(Data provided begins)

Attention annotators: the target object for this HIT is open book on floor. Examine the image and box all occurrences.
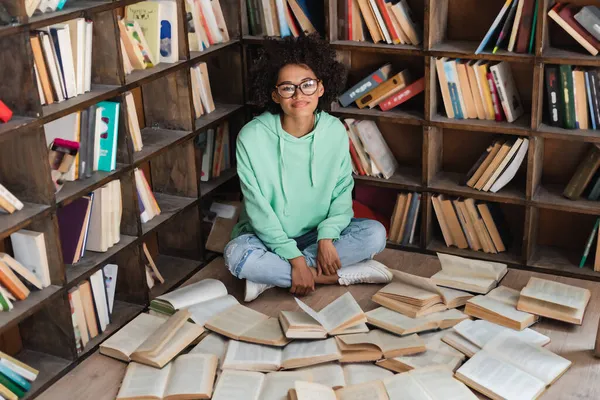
[517,277,591,325]
[383,368,478,400]
[116,354,218,400]
[372,270,472,317]
[442,319,550,358]
[465,286,538,330]
[296,362,393,389]
[280,292,368,339]
[211,370,313,400]
[335,330,425,362]
[366,307,469,336]
[222,338,341,372]
[431,253,508,294]
[188,332,229,368]
[455,332,572,400]
[288,380,389,400]
[205,304,290,346]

(Data provided ends)

* Task objective *
Your copy should match the data exactly, apart from the images, which are dropped.

* Solution for this problem *
Attention annotators: the target object for this HIT is open book on floor. Examine the image and box all occurrences.
[517,277,591,325]
[383,368,478,400]
[116,354,218,400]
[372,270,472,317]
[442,319,550,358]
[465,286,538,330]
[296,362,393,389]
[280,292,368,339]
[211,370,313,400]
[335,330,425,362]
[366,307,469,336]
[222,338,341,372]
[431,253,508,294]
[188,332,229,368]
[455,332,572,400]
[288,380,389,400]
[205,304,290,346]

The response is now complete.